The data:

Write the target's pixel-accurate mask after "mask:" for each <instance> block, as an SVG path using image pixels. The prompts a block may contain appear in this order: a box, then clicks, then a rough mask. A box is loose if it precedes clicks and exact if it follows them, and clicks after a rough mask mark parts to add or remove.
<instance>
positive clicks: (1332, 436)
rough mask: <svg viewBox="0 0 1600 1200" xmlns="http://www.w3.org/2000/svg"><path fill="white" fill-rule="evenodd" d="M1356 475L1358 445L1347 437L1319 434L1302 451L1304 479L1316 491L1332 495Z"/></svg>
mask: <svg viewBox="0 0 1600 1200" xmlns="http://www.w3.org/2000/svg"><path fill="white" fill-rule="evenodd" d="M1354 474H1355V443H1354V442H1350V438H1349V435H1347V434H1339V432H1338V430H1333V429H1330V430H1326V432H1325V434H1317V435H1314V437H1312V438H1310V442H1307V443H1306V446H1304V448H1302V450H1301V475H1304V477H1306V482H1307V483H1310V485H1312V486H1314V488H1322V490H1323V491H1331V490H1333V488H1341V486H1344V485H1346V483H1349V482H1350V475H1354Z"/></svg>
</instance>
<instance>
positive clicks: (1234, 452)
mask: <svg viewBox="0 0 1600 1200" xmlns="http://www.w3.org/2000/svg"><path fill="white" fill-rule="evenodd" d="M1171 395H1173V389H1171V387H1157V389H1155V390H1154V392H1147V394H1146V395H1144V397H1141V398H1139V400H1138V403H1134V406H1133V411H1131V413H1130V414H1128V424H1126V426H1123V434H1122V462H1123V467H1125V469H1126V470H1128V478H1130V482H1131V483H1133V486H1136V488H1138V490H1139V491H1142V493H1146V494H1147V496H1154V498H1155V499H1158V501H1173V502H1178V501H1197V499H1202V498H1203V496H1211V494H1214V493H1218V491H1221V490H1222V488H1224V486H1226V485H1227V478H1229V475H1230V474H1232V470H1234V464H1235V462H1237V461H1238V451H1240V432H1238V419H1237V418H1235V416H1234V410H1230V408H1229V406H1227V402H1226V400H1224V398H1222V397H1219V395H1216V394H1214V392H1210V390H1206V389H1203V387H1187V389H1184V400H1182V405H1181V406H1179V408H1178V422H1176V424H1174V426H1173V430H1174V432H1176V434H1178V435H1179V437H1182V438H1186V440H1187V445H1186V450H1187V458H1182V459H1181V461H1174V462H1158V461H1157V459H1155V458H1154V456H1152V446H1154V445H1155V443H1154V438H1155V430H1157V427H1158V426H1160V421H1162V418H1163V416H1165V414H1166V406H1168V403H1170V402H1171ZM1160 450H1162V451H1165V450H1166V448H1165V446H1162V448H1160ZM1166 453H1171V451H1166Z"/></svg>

Assignment: Copy every item above word for word, with no changes.

Answer to the exercise:
Write the target's pixel-accurate mask after "mask:" for each <instance> block, as an SVG path using image pixels. The prompts a block may contain appear in this order: a box, then clicks, then a rough mask. A box is loose if it precedes clicks and exact if it follows them, and clicks after a rough mask mark parts to add or remove.
<instance>
positive clicks: (1332, 436)
rough mask: <svg viewBox="0 0 1600 1200" xmlns="http://www.w3.org/2000/svg"><path fill="white" fill-rule="evenodd" d="M1356 475L1358 445L1347 437L1319 434L1302 451L1304 479L1316 491L1332 495Z"/></svg>
mask: <svg viewBox="0 0 1600 1200" xmlns="http://www.w3.org/2000/svg"><path fill="white" fill-rule="evenodd" d="M1354 474H1355V443H1354V442H1350V438H1349V435H1347V434H1339V432H1338V430H1333V429H1330V430H1326V432H1325V434H1317V435H1314V437H1312V438H1310V442H1307V443H1306V446H1304V448H1302V450H1301V475H1304V477H1306V482H1307V483H1310V485H1312V486H1314V488H1322V490H1323V491H1331V490H1333V488H1341V486H1344V485H1346V483H1349V482H1350V475H1354Z"/></svg>
</instance>
<instance>
positive clicks: (1234, 452)
mask: <svg viewBox="0 0 1600 1200" xmlns="http://www.w3.org/2000/svg"><path fill="white" fill-rule="evenodd" d="M1171 395H1173V389H1171V387H1157V389H1155V390H1154V392H1147V394H1146V395H1144V397H1141V398H1139V400H1138V403H1134V406H1133V411H1131V413H1130V414H1128V424H1126V426H1123V434H1122V462H1123V467H1125V469H1126V470H1128V478H1130V482H1131V483H1133V486H1136V488H1138V490H1139V491H1142V493H1146V494H1147V496H1154V498H1155V499H1158V501H1173V502H1178V501H1197V499H1202V498H1203V496H1211V494H1214V493H1218V491H1221V490H1222V488H1224V486H1226V485H1227V478H1229V475H1230V474H1232V470H1234V464H1235V462H1237V461H1238V451H1240V432H1238V419H1237V418H1235V416H1234V410H1230V408H1229V406H1227V402H1226V400H1224V398H1222V397H1219V395H1216V394H1214V392H1210V390H1206V389H1203V387H1187V389H1184V400H1182V405H1181V406H1179V408H1178V422H1176V424H1174V426H1173V430H1174V432H1176V434H1178V435H1179V437H1182V438H1186V440H1187V445H1186V450H1187V458H1182V459H1181V461H1174V462H1158V461H1157V459H1155V458H1154V456H1152V446H1154V445H1155V443H1154V438H1155V430H1157V427H1158V426H1160V421H1162V418H1163V416H1165V414H1166V406H1168V403H1170V402H1171ZM1160 450H1162V451H1165V450H1166V448H1165V446H1162V448H1160ZM1166 453H1171V451H1166Z"/></svg>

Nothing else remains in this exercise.